▸ **TASK DETAILS**:
Please replace "per instance" with "for each instance" everywhere in the lines below and reproduce them otherwise unchanged, leaving out the pictures.

▸ **SUPPLIED INFORMATION**:

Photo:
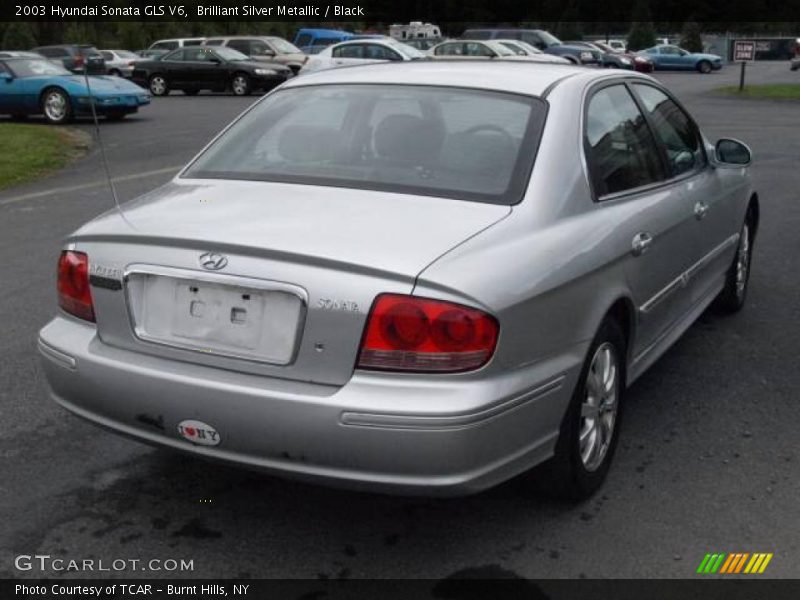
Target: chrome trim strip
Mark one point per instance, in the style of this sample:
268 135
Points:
673 286
685 278
58 357
219 279
708 258
442 423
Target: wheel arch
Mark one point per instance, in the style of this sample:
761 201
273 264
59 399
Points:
754 211
53 86
623 311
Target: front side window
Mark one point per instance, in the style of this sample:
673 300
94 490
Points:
35 67
446 142
259 48
477 49
620 150
165 46
450 50
674 129
349 51
196 54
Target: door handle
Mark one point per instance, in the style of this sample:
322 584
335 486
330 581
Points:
640 243
700 210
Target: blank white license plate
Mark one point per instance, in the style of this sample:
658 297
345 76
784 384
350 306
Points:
229 320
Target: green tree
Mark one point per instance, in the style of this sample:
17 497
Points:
18 36
690 37
642 33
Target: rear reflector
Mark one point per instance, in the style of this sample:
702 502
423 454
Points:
74 295
406 333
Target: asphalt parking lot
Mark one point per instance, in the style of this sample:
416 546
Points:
708 459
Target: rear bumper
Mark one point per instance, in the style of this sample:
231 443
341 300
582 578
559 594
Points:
114 104
446 436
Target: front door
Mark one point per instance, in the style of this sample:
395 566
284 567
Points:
651 217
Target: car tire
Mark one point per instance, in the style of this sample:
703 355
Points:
732 297
704 67
56 106
590 429
240 84
158 85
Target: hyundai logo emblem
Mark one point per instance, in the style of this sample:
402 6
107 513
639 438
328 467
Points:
213 261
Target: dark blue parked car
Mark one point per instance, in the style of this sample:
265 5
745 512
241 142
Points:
668 57
34 86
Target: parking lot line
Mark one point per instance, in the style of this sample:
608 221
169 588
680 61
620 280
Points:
91 184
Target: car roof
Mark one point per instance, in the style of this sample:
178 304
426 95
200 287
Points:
322 30
533 79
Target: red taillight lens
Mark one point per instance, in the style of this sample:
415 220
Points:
74 295
405 333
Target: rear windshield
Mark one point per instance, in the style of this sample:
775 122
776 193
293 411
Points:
436 141
36 67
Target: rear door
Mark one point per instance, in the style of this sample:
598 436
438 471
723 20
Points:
654 219
175 67
9 91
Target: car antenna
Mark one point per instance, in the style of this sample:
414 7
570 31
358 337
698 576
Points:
102 147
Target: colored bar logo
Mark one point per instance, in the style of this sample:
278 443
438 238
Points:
734 563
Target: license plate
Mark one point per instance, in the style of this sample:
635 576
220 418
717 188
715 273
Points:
229 320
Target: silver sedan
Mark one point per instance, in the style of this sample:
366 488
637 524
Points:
415 278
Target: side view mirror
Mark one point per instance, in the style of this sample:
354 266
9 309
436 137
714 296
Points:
732 152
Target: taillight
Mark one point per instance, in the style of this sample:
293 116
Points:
74 295
406 333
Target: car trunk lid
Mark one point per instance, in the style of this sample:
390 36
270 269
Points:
266 278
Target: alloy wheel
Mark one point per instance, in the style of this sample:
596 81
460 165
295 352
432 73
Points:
158 86
55 106
599 407
239 85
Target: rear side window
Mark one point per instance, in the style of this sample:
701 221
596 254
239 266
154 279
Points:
620 149
674 129
53 52
422 140
378 52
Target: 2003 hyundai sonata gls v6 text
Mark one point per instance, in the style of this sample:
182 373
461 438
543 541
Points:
418 277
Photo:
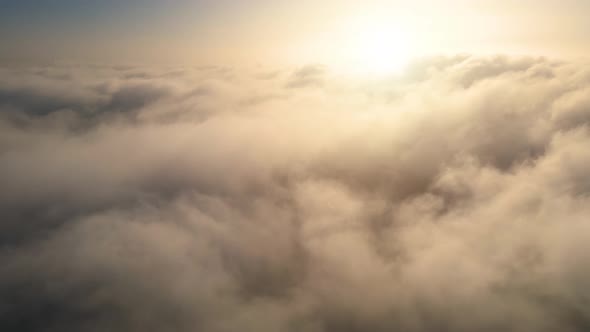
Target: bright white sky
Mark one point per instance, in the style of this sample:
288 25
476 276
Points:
281 31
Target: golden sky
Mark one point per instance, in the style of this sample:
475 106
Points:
263 31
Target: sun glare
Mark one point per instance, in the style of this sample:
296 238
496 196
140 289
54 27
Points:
375 46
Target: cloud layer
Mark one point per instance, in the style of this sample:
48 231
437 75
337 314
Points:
452 198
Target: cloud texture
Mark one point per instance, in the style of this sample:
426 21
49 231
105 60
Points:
452 198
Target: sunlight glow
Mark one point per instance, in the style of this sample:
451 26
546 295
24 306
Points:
377 47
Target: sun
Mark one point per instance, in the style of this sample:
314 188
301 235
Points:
372 45
378 47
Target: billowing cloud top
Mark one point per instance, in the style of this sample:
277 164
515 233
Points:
453 198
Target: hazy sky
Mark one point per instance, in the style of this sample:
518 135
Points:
270 31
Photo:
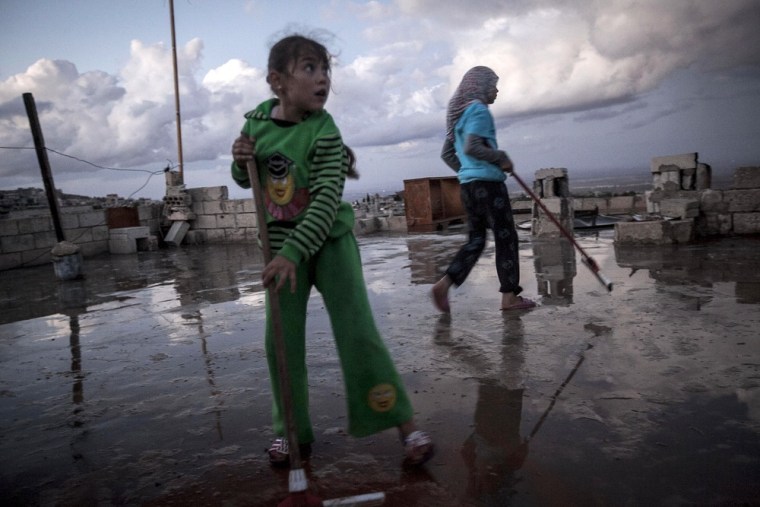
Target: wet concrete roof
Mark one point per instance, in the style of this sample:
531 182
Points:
145 383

▸ **COMPLETED TASK**:
Photo:
Target: chrome trim strip
Mark one point for each instance, in the style of this sample:
268 135
Points:
673 286
685 278
58 357
219 279
708 258
442 423
Target: wheel arch
Mark one point for each instance, in the style of this sample:
761 201
273 264
59 399
Points:
754 211
53 86
623 311
Target: front side window
Mark one point for each instance, in the style of this sample:
673 300
94 490
Points:
35 67
446 142
259 48
477 49
620 150
165 46
450 50
674 129
349 51
196 54
Target: door handle
Mark one point for each instance, in the style of this sample:
322 584
335 486
330 581
Points:
640 243
700 210
Target: blank white license plate
Mark one point for each instance, in the style of this sample:
658 297
345 76
784 384
350 306
Points:
229 320
Target: green tree
Mark one point for each instance, in the style of this sample:
17 497
Points:
18 36
690 37
642 33
Target: rear reflector
Mark one point for each instance, in the style of this sample:
702 502
423 454
Points:
74 295
406 333
Target: asphalt parking lot
Mark one point for each instance, in the style of this sample:
416 546
Points:
708 459
Target: rear bumper
Mark one point for each instance, in the style of this sample:
231 443
341 300
582 578
559 594
Points:
114 104
446 436
Target: front door
Mark one point for each instance, in the style of this sample:
395 566
284 567
Points:
651 217
Target: car tire
Mark one point for each instance, in the style of this sample:
703 355
Points:
732 297
704 67
56 106
590 429
240 84
158 85
Target: hyundai logo emblem
Mark one point for each instance, in the style of this sample:
402 6
107 513
639 438
328 467
Points:
213 261
Target: dark blue parked car
Mark one point for each instance, in the style of this sample:
265 5
745 512
241 142
Points:
668 57
34 86
Target: parking lot line
Mark one point for each instance, in the style of this sample:
608 221
169 588
680 61
620 280
Points:
91 184
Target: car roof
Mark one point for each instance, in the style of this sample:
178 304
426 95
200 287
Points:
322 30
533 79
Target: red taillight lens
Mark one point for each instance, in the style of this sample:
415 220
Points:
74 295
405 333
Target: rear windshield
Mark one point for each instance, in the style of this sample:
775 122
776 193
293 411
Points:
436 141
36 67
Target: rear door
Mark one point for each instance, in the style of this sample:
598 436
438 471
723 20
Points:
654 219
175 67
9 91
Target: car antenna
Mark one point for each instance, in the style of this sample:
414 7
570 31
358 337
698 576
Points:
102 147
Target: colored bar logo
Mark one point for each instance, in the style of this sample:
278 443
438 238
Points:
734 563
Target: license plate
Mark one point for each instance, in the style of this sample:
635 576
220 418
717 188
715 273
Points:
229 320
Target: silver sedan
Mark one point for each instance, in the style of this sample:
366 488
637 524
Points:
415 278
Target: side view mirror
Mark one point for each instance, in the style of this sample:
354 266
9 309
436 137
714 296
Points:
732 152
Target: taillight
Mark one point for each instance, in the style of this sample:
293 116
Points:
74 295
406 333
Target: car trunk lid
Mark one point for each instance, in the style of this sample:
390 36
270 269
Points:
266 278
Target: alloy wheel
Mark one point for each instance, in the style of this sample:
596 81
460 165
295 352
432 73
Points:
158 86
55 106
599 407
239 85
Target: rear side window
Mark one point for each instance, in the style of this sample:
701 221
596 254
239 266
154 279
Points:
620 149
674 129
53 52
422 140
378 52
Target: 2003 hyundai sonata gls v6 text
Mark one point for each instance, in the style of this sample:
182 373
461 438
543 541
Points:
418 277
Photo:
Target: bright white sky
Mark one point for each instance, in the style of this sample:
288 25
476 276
Points:
281 31
Target: golden sky
Mark one point for each instance, in the style of this sample:
475 106
Points:
263 31
Target: sun glare
Mark one point for each instance, in the style of this sample:
296 238
496 196
140 289
54 27
Points:
375 46
Target: cloud layer
Mark one point for each instance, in the style of this sample:
48 231
437 75
337 314
Points:
452 198
Target: cloud texture
Mark one point for each instance, in the style of this sample:
426 21
49 231
105 60
Points:
452 198
Target: sunlight glow
Mark one point for each instance, in the style of this sample:
451 26
546 295
24 306
Points:
377 47
Target: sun
Mark one point for each instance, in the style of this sample:
314 188
301 235
Points:
372 45
378 47
Target: billowing cloud top
Mark one point for each instance, in the style of this sample:
277 164
515 233
Points:
453 198
Target: hazy sky
Mark one point for each instance, in the style of this sample:
518 135
Points:
270 31
Photo:
Target: wet concrete roof
Mark one point for each instance, in the style of this sample:
531 182
Points:
145 383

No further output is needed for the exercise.